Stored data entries
________________

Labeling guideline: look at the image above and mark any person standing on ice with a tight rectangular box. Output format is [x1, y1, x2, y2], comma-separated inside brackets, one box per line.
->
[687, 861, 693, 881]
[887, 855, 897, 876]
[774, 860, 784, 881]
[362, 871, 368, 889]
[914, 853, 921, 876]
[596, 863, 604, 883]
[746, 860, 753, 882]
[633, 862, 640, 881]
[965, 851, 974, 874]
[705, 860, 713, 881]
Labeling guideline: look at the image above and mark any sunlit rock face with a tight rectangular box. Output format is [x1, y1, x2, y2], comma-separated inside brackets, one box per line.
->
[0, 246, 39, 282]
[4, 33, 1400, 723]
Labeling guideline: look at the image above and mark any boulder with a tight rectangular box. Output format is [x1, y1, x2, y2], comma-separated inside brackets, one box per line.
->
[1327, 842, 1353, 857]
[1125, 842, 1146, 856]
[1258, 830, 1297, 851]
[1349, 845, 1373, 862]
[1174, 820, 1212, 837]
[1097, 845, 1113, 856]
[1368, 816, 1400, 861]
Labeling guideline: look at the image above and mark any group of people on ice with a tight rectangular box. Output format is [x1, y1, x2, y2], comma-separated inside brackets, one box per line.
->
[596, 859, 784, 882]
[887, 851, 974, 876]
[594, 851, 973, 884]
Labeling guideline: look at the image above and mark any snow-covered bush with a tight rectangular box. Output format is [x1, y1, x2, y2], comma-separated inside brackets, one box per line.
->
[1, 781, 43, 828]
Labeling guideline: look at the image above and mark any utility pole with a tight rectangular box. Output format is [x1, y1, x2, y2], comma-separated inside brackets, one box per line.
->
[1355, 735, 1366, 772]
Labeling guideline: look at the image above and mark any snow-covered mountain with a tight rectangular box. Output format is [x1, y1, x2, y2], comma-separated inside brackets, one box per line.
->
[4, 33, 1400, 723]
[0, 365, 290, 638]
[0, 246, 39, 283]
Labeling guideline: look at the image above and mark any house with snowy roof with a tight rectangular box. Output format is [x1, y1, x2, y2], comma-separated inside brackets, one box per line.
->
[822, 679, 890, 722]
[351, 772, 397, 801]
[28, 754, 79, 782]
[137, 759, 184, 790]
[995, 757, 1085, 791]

________________

PROBLEM:
Output the data once more, exactly as given.

SOLVED PROBLEM:
Labeling guideline: look at the image above and mark any person standing on ice with a tight rectangular box. Output format is [x1, y1, x2, y2], comma-separated inside brackets, one box per line.
->
[687, 861, 693, 881]
[887, 855, 897, 876]
[774, 860, 784, 881]
[362, 871, 368, 889]
[914, 853, 921, 876]
[596, 863, 604, 883]
[746, 860, 753, 882]
[633, 862, 640, 881]
[965, 851, 974, 874]
[705, 860, 713, 881]
Labeling guideline: look at the image above and mark any sunlit rock face with a tight rectangular box. Output format is [x1, y1, x2, y2], comma-separated inside brackets, one box per line.
->
[0, 246, 39, 282]
[4, 33, 1400, 723]
Labeling guideline: look at the image above and mark any boulder with a tight rectangular box. Output format is [x1, y1, x2, y2], comma-separated inside brackets, one box per line.
->
[1327, 842, 1353, 857]
[1125, 842, 1146, 856]
[1258, 830, 1297, 851]
[1349, 845, 1373, 862]
[1174, 820, 1212, 837]
[1097, 845, 1113, 856]
[1368, 816, 1400, 861]
Labeling guideline: look at the image above and mark any group of people on ice with a tight rectangular box. Output format is [x1, y1, x2, y2], comma-separated inside brackets, one box per line.
->
[596, 859, 784, 882]
[887, 851, 974, 876]
[594, 851, 973, 884]
Labeling guideline: look at the image above and mark any snow-covered bush with a tight rectangular box. Output format is [x1, y1, x2, y2], comma-separated inside brackets, one box per line.
->
[1, 781, 43, 828]
Labeling guideline: look at the image above and mark any utility pole with a tight rectangular box. Output format is [x1, y1, x2, y2], comma-separated inside brackets, one box per line.
->
[1355, 735, 1366, 772]
Labeling guideline: look at the image above and mark any snow-covered mountain with a tight rectangular box. Output format is [x1, y1, x2, y2], comma-separated inside brackets, one box per line.
->
[4, 33, 1400, 723]
[0, 365, 290, 638]
[0, 246, 39, 283]
Labeling guideline: look at the image above and mark any house with snowy roof with a tight rectangular box. Output format is [x1, y1, x2, y2], comma-separated inside brackets, one box per line.
->
[822, 679, 890, 722]
[351, 772, 397, 801]
[28, 754, 79, 782]
[137, 759, 184, 790]
[995, 757, 1085, 791]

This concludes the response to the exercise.